§ Data in this exercise
** Begin **

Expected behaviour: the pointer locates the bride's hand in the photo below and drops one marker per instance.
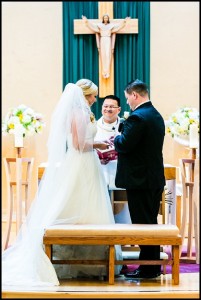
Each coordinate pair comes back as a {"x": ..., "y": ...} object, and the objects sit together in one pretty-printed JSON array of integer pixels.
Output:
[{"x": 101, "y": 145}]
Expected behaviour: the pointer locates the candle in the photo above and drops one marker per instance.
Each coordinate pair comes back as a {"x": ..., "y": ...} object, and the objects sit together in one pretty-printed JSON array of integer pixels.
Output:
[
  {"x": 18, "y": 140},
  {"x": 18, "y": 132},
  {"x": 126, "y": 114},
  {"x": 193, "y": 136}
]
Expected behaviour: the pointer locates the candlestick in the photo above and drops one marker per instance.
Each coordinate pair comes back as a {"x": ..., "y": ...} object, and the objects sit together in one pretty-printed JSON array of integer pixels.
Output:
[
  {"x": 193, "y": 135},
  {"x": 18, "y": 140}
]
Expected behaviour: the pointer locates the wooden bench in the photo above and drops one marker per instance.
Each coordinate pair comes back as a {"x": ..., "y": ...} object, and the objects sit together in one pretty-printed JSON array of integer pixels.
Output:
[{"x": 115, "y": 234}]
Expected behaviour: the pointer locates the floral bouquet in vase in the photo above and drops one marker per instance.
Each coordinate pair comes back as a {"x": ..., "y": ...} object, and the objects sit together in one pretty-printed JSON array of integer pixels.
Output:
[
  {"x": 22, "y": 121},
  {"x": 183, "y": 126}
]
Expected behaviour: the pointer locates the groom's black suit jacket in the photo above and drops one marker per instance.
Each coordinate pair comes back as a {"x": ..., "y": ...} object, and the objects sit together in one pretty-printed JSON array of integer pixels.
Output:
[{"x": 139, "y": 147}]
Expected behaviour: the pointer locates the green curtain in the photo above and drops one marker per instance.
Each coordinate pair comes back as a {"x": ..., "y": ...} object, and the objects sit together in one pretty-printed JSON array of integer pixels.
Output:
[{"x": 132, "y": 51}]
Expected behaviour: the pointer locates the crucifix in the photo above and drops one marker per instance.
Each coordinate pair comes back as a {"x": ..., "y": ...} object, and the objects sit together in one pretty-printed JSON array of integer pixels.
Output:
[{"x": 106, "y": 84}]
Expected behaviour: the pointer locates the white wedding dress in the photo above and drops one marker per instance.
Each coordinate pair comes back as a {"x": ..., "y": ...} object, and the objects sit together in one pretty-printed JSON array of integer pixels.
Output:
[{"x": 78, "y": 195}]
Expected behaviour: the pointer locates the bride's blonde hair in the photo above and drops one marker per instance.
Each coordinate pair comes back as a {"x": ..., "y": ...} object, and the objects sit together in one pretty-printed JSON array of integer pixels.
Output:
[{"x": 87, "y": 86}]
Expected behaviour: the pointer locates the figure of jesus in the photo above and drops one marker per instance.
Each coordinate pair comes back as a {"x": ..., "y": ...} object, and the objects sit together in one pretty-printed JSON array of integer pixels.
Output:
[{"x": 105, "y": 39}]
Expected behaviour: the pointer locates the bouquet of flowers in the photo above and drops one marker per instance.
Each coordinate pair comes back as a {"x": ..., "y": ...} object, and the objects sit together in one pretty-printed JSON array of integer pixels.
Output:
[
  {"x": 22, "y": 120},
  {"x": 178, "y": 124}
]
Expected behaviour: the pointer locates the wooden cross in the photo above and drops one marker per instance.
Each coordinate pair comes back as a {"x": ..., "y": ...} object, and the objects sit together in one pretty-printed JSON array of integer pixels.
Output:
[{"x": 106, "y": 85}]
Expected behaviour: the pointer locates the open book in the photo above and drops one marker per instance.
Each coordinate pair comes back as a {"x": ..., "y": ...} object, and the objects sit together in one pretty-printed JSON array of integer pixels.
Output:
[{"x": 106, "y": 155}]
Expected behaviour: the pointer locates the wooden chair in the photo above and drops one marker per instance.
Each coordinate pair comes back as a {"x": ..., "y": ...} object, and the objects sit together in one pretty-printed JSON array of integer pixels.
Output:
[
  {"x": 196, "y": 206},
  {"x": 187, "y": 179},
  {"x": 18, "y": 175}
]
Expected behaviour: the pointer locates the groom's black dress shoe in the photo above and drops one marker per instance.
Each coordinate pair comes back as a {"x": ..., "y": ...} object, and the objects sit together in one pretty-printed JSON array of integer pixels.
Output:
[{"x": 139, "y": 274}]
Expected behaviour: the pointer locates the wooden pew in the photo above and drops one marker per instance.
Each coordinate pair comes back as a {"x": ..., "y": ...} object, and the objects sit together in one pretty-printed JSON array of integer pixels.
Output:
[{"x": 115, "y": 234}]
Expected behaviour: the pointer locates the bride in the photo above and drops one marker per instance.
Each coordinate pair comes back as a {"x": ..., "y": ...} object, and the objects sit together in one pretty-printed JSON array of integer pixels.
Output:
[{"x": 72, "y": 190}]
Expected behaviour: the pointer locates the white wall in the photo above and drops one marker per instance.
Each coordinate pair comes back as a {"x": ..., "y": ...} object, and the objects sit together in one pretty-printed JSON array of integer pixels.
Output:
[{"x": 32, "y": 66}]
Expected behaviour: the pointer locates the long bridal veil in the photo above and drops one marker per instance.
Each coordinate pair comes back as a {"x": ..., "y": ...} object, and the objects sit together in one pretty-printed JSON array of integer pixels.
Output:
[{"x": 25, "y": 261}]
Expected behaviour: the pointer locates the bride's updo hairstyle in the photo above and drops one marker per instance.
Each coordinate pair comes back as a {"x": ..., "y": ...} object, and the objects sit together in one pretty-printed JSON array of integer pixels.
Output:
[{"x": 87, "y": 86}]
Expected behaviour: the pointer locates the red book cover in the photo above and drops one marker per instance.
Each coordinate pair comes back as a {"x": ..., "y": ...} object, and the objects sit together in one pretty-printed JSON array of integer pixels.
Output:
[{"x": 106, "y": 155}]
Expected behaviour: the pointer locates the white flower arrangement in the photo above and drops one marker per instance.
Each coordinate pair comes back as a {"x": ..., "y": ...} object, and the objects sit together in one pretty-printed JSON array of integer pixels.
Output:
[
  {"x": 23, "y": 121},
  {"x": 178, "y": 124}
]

** End **
** Begin **

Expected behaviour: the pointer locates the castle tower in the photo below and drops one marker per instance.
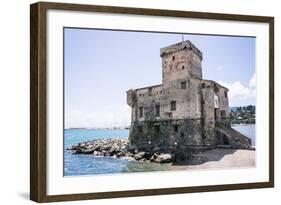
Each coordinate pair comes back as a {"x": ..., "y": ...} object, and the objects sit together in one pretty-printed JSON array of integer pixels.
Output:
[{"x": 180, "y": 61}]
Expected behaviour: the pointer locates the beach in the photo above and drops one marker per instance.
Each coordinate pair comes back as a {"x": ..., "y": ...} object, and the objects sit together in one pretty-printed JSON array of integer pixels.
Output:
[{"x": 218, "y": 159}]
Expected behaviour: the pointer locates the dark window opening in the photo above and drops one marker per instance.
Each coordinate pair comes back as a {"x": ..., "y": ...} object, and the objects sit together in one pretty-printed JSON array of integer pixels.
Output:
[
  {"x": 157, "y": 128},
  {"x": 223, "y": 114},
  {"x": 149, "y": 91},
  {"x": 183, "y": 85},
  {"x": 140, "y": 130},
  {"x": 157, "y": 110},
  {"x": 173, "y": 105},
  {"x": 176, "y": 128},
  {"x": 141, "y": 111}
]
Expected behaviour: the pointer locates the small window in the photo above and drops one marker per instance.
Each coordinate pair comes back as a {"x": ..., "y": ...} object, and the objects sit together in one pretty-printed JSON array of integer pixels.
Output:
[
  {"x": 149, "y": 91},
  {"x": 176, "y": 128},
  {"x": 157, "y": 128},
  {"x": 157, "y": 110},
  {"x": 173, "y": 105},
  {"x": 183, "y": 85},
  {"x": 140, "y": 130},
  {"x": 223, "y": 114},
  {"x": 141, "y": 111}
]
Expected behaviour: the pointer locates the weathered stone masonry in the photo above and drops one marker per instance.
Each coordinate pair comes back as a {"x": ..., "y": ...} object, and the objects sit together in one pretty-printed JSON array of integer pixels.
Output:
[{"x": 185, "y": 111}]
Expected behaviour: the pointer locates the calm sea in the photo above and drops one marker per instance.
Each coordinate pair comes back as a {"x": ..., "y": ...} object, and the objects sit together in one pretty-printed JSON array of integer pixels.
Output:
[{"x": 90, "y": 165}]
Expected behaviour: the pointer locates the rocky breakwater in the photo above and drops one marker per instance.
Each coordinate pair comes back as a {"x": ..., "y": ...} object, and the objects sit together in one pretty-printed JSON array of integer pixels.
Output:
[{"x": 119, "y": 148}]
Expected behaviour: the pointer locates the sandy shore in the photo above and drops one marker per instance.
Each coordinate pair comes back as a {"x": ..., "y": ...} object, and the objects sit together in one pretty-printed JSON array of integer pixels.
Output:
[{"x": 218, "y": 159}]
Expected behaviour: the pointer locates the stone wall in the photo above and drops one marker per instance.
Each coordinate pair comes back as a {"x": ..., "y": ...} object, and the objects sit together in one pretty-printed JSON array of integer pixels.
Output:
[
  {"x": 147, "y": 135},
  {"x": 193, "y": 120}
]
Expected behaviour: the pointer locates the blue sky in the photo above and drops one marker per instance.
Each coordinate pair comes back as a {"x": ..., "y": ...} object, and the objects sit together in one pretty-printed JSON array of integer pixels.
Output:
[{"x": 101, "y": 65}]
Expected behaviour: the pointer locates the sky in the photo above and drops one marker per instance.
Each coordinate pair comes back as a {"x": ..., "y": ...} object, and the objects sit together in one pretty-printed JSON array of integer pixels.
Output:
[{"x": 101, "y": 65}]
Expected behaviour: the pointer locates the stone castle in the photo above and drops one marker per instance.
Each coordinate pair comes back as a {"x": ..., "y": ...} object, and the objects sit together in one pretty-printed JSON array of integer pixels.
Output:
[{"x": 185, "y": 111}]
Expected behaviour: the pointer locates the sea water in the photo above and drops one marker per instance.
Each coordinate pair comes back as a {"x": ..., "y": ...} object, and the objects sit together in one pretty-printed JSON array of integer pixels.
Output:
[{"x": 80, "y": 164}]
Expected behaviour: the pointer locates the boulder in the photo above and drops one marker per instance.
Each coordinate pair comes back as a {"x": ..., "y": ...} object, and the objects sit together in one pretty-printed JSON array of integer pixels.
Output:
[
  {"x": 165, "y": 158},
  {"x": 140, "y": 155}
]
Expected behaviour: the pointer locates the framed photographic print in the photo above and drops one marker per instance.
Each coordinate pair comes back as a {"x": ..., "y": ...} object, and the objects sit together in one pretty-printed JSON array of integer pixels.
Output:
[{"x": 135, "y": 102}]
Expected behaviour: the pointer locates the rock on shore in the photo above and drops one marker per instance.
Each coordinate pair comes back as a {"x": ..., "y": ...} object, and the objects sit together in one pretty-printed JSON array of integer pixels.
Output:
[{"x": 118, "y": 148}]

** End **

§ What you need to do
Identify every line of the material above that contains the word "bride" and copy each such line in full. Treat case as significant, so only matches with identical capitalization count.

§ Task solution
Expected behaviour: the pointer locates the bride's hand in the photo below and drops one marker per instance.
Expected behaviour: the pointer locates the bride's blonde hair in the photo above and drops one marker per instance.
Expected behaviour: the pointer locates the bride in the photo above and drops one marker per instance.
Expected behaviour: the pointer locates the bride's updo hairstyle in the photo above and drops one marker per instance.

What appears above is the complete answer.